SOURCE EXTRACT:
/---

14 Truths About Document AI - Everything You Need to Get Started

by Chris Dearner | November 6, 2020

What is document AI, and how does it work? This primer on all things artificial intelligence was written by:

Dr. Chris Dearner,
Grooper Product Manager

14 Truths About How Document AI Works to Get Data:

  1. What is artificial intelligence?
  2. What is machine learning?
  3. What is supervised machine learning?
  4. What is unsupervised machine learning?
  5. What is broad vs. narrow AI?
  6. What is natural language processing?
  7. What is deep learning?
  8. What is a neural network?
  9. How do neural nets work?
  10. What is Tensorflow?
  11. What is a GAN?
  12. What is TFIDF?
  13. What is computer vision?
  14. The brutal truth about AI

Two Sides of Artificial Intelligence

ai documentAI is a loose term, but mostly means using computers to solve problems that are generally understood to require “intelligent” judgement, such as recognizing faces, driving cars, classifying documents, making medical decisions, among others.

Many, if not most, AI tasks in the real world involve either:

  1. Classification of inputs into categories or
  2. Generation of content similar to a training set.

When you read about AI being used to, for example, screen resumes, predict the risk of recidivism, or diagnose cancer, it falls under the former category.

If you see an AI that generates human-like text, it’s the latter category.

Learn More About Intelligent Document Processing

This may involve machine learning; it may not. They may also be thinking of using neural networks or other sophisticated machine learning systems to solve problems without much human guidance; more on this later.

Machine Learning is a way to build systems that display artificial intelligence (read: can solve hard problems).

Generally speaking, it is a strategy that builds systems that:

  1. Are not specifically programmed to perform their task until they are given training data
  2. Get better (to a point) at performing their task when exposed to more data or more inputs

Machine Learning in Document AI

Machine learning algorithms are generally divided into two types: supervised and unsupervised.

Intelligent document processing (IDP), classification, separation, and extraction systems all incorporate Machine Learning algorithms.

Generally, when people are concerned with ML, chances are they’re really concerned with how much work they’re going to have to do to get Grooper to process their data. More on that below, following the section on Unsupervised ML.

\---

INSTRUCTIONS:
A – According to the document AI primer, into what two types are machine learning algorithms generally divided?
B – Translate this sentence from the document AI primer into Spanish: "Machine learning algorithms are generally divided into two types: supervised and unsupervised."
C – Proceed with the document AI primer, picking up after its last sentence.
The records below the document AI primer come from a separate source.

THE DATA:
/---

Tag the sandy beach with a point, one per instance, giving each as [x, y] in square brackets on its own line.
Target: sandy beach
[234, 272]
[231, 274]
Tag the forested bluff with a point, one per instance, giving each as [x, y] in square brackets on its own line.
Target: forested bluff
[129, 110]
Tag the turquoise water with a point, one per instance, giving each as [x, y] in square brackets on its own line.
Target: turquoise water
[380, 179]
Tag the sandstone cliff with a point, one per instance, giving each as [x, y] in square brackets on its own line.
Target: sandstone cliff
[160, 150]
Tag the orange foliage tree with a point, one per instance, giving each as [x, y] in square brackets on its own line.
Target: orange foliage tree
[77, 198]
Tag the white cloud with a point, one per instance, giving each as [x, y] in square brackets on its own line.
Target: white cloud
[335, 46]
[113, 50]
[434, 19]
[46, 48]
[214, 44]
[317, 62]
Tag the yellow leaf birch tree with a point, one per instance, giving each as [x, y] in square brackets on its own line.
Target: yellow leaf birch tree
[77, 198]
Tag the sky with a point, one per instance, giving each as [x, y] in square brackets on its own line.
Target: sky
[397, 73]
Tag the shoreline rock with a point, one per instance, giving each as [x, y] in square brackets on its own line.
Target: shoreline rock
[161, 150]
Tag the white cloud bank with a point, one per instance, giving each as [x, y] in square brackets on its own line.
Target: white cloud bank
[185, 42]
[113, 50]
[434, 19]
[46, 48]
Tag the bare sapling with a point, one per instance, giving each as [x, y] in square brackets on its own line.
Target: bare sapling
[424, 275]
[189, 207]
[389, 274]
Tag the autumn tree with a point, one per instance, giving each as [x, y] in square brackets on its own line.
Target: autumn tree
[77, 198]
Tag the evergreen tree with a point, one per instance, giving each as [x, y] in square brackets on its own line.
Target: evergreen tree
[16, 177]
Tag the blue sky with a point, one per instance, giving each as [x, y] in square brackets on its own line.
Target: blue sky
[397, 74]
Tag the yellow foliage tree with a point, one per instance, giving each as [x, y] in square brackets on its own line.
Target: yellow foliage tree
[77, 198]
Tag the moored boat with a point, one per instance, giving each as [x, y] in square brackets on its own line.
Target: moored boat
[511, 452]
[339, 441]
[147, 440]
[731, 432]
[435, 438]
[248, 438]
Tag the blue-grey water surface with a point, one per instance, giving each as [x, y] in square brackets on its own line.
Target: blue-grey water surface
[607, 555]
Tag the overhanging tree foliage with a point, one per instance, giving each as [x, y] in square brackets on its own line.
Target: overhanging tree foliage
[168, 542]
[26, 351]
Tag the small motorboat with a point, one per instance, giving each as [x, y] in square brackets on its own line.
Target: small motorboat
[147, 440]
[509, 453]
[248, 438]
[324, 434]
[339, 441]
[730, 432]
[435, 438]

\---

RESULTS OF THE EXERCISE:
A – Supervised and unsupervised.

B – Los algoritmos de aprendizaje automático generalmente se dividen en dos tipos: supervisados y no supervisados.

C –
How Supervised Machine Learning Applies to Document AIGrooper Intelligent Document Processing

This is how the central machine learning algorithm in document AI works: the Grooper Architect determines a discrete set of categories, and gives an initial set of properly labeled training for the algorithm to begin making predictions.

Grooper is designed this way because human-supervised ML works better, especially for the sorts of complicated problems that are our bread and butter.

Learn More About Intelligent Document Processing

Why Unsupervised Machine Learning Does Not Apply to Document AI

Grooper document AI does not use unsupervised machine learning, because it:

  1. Requires very large data sets to work at all
  2. Doesn’t work very well

Generally, if people ask about unsupervised machine learning, they’re getting at one of two different things:
  1. Will the AI get better at classifying (or extracting) on its own?
  2. Will AI save me from having to understand my documents or data?

The answer to both of these questions is no.

Document AI doesn’t get better on its own, because human design of intelligent document processing systems achieves better outcomes than unsupervised ML in almost every case. 

Some Other General AI Terms

Weak (or Narrow) AI vs. Broad (or Strong, or General) AI is a pretty easy distinction:

  • Narrow AI solves one or a small number of related problems
  • Broad AI solves a wide range of them

Narrow AI exists in a number of different domains. But Broad AI?

Broad AI doesn’t exist. Broad AI will never exist. Broad AI was 10-20 years away in 1980. Broad AI was 10-20 years away in 2000. Broad AI remains 10-20 years away in 2020.

See the pattern? More about this later.

NLP's Relationship With Document AI

Natural Language Processing really just refers to using computers to process human language. Most Grooper tools are NLP tools: extractors, regular expressions, OCR, TF/IDF, all involve the processing of natural language.

Porter stemming is a form of NLP we use, and Grooper also integrates with Azure Translate to provide translation.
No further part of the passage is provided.